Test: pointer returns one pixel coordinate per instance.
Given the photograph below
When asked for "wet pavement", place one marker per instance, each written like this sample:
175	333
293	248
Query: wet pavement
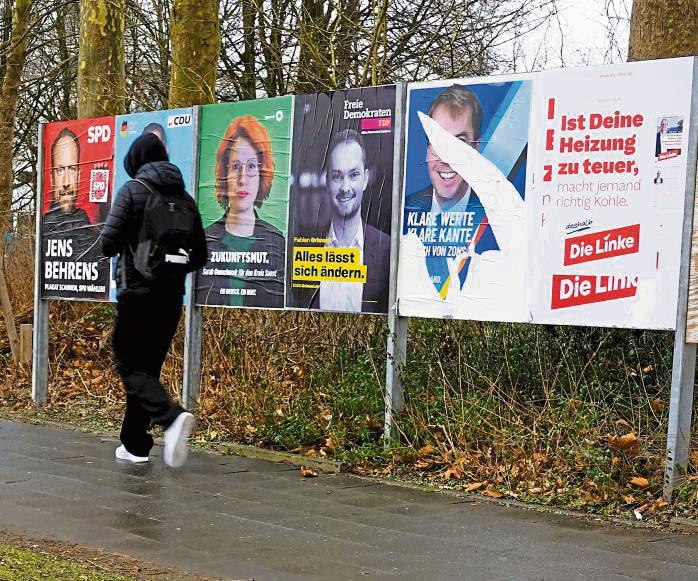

==

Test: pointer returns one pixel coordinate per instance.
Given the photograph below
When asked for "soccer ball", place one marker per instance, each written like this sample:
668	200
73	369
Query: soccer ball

### What to do
In the records above, count the lines holding the word "soccer"; give only that number.

### Output of the exercise
2